◆ **READING TEXT**:
** START **

ICE-Theorem - End to end semantically aware eResearch infrastructure for theses

Peter Sefton

sefton@usq.edu.au

University of Southern Queensland

Jim Downing

ojd20@cam.ac.uk

Nick Day

ned24@cam.ac.uk

University of Cambridge

OpenRepositories 2009, Atlanta, Georgia USA

2009-05-19

Abstract:

ICE-TheOREM was a project which made several important contributions to the repository domain, promoting deposit by integrating the repository with authoring workflows and enhancing open access, by adding new infrastructure to allow fine-grained embargo management within an institution without impacting on existing open access repository infrastructure.

In the area of scholarly communications workflows, the project produced a complete end-to-end demonstration of eScholarship for word processor users, with tools for authoring, managing and disseminating semantically-rich thesis documents fully integrated with supporting data. This work is focused on theses, as it is well understood that early career researchers are the most likely to lead the charge in new innovations in scholarly publishing and dissemination models.

The authoring tools are built on the ICE content management system, which allows authors to work within a word processing system (as most authors do) with easy-to-use toolbars to structure and format their documents. The ICE system manages both small data files and links to larger data sets. The result is research publications which are available not just as paper-ready PDF files but as fully interactive semantically aware web documents which can be disseminated via repository software such as ePrints, DSpace and Fedora as complete supported web-native and PDF publications.

One the technological side, ICE-TheOREM implemented the Object Reuse and Exchange (ORE) protocol to integrate between a content management system, a thesis management system and multiple repository software packages and looked at ways to describe aggregate objects which include both data and documents, which can be generalized to domains other than chemistry. ICE-TheOREM has demonstrated how focusing on the use of the web architecture (including ORE) enables repository functions to be distributed between systems for complex, data-rich compound objects.

Introduction

This document is the basis for a presentation for OR09, using ICE to embed presentation material in a document. This will be posted to USQ ePrints and later developed into a full paper for the conference proceedings.

Acknowledgements & Credits

ICE-Theorem was a joint project between the University of Cambridge (UC) and the University of Southern Queensland (USQ) funded by the JISC.

At USQ, there was a team involved in this work: Oliver Lucido, Ron Ward, Linda Octalina, Bronwyn Chandler and Duncan Dickinson all assisted in programming and project management.

** END **

◆ **SET PROBLEM 1**:
According to the ICE-TheOREM abstract, which two universities ran the project together?

◆ **MATERIAL FOR THIS EXERCISE**:
** START **

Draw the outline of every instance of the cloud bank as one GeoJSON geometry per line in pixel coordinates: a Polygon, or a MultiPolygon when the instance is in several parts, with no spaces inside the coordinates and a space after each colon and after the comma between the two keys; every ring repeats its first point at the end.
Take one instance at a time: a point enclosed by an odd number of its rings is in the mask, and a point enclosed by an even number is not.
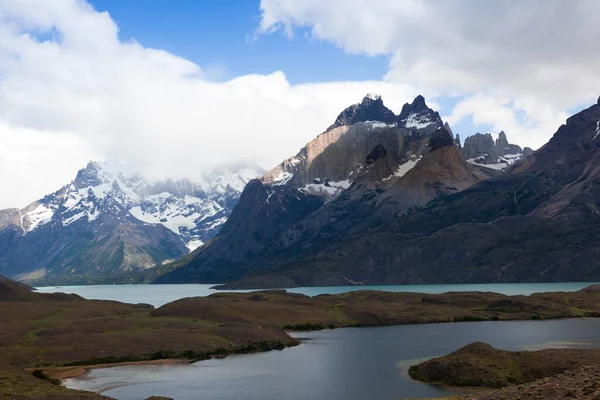
{"type": "Polygon", "coordinates": [[[0,4],[0,208],[22,207],[116,159],[151,178],[195,177],[238,159],[276,165],[350,103],[379,92],[399,110],[406,84],[292,86],[284,73],[209,81],[202,68],[120,41],[82,0],[0,4]]]}
{"type": "Polygon", "coordinates": [[[451,124],[473,119],[522,145],[540,147],[567,110],[600,94],[596,0],[262,0],[260,8],[259,36],[307,28],[348,53],[388,55],[387,82],[458,96],[451,124]]]}
{"type": "MultiPolygon", "coordinates": [[[[309,29],[389,56],[382,81],[291,85],[284,72],[212,82],[202,66],[119,38],[84,0],[0,2],[0,208],[116,159],[151,178],[293,155],[367,92],[398,112],[422,93],[444,116],[541,146],[600,94],[595,0],[262,0],[257,40],[309,29]]],[[[461,136],[473,132],[460,132],[461,136]]]]}

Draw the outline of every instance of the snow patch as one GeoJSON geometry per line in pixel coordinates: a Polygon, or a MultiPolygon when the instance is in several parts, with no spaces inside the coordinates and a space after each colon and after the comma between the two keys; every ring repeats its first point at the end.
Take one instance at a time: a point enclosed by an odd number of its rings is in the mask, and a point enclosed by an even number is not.
{"type": "Polygon", "coordinates": [[[204,242],[202,240],[190,240],[185,246],[190,249],[190,253],[202,246],[204,242]]]}
{"type": "Polygon", "coordinates": [[[352,182],[349,180],[327,183],[309,183],[300,190],[318,196],[336,196],[348,189],[352,182]]]}
{"type": "Polygon", "coordinates": [[[273,178],[273,185],[275,185],[275,186],[285,185],[293,177],[294,177],[294,174],[292,174],[291,172],[281,171],[281,173],[279,175],[277,175],[275,178],[273,178]]]}
{"type": "Polygon", "coordinates": [[[401,177],[403,177],[404,175],[406,175],[406,173],[408,171],[410,171],[411,169],[413,169],[415,167],[415,165],[417,165],[417,163],[419,161],[421,161],[421,158],[423,158],[423,156],[419,156],[418,158],[414,158],[414,159],[408,160],[404,164],[401,164],[398,167],[398,170],[396,172],[394,172],[393,175],[390,175],[387,178],[384,178],[383,180],[387,181],[387,180],[390,180],[392,178],[401,178],[401,177]]]}
{"type": "Polygon", "coordinates": [[[408,116],[408,118],[406,118],[403,122],[404,122],[404,126],[406,126],[407,128],[416,128],[416,129],[427,128],[429,125],[431,125],[433,123],[426,116],[418,116],[417,114],[410,114],[408,116]]]}
{"type": "Polygon", "coordinates": [[[43,204],[38,204],[36,208],[25,213],[23,217],[23,220],[21,222],[22,226],[25,226],[23,224],[23,221],[27,223],[27,228],[24,229],[25,234],[28,234],[29,232],[33,231],[39,226],[47,224],[52,220],[53,216],[54,210],[46,207],[43,204]]]}
{"type": "Polygon", "coordinates": [[[365,122],[363,122],[363,124],[370,126],[371,129],[395,128],[396,127],[396,124],[386,124],[385,122],[381,122],[381,121],[365,121],[365,122]]]}

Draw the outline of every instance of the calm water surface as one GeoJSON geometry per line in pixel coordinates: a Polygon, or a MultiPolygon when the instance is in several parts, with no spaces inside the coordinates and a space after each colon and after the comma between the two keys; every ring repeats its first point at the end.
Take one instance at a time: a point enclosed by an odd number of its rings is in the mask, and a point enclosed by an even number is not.
{"type": "MultiPolygon", "coordinates": [[[[590,282],[575,283],[501,283],[474,285],[396,285],[396,286],[333,286],[302,287],[288,289],[290,292],[303,293],[308,296],[319,294],[337,294],[355,290],[385,290],[390,292],[496,292],[506,295],[530,295],[537,292],[575,291],[592,285],[590,282]]],[[[184,298],[208,296],[218,291],[211,289],[214,285],[106,285],[106,286],[52,286],[37,288],[40,292],[75,293],[86,299],[116,300],[124,303],[147,303],[160,307],[166,303],[184,298]]]]}
{"type": "Polygon", "coordinates": [[[506,349],[600,348],[600,320],[471,322],[351,328],[299,335],[283,351],[192,365],[115,367],[69,380],[72,388],[119,400],[392,400],[449,393],[411,381],[406,371],[474,341],[506,349]]]}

** END **

◆ **SET PROBLEM 2**:
How many lines in the rows above contain the string "between"? Reply with the number alone.

◆ **FULL ANSWER 1**:
The University of Cambridge and the University of Southern Queensland.

◆ **FULL ANSWER 2**:
3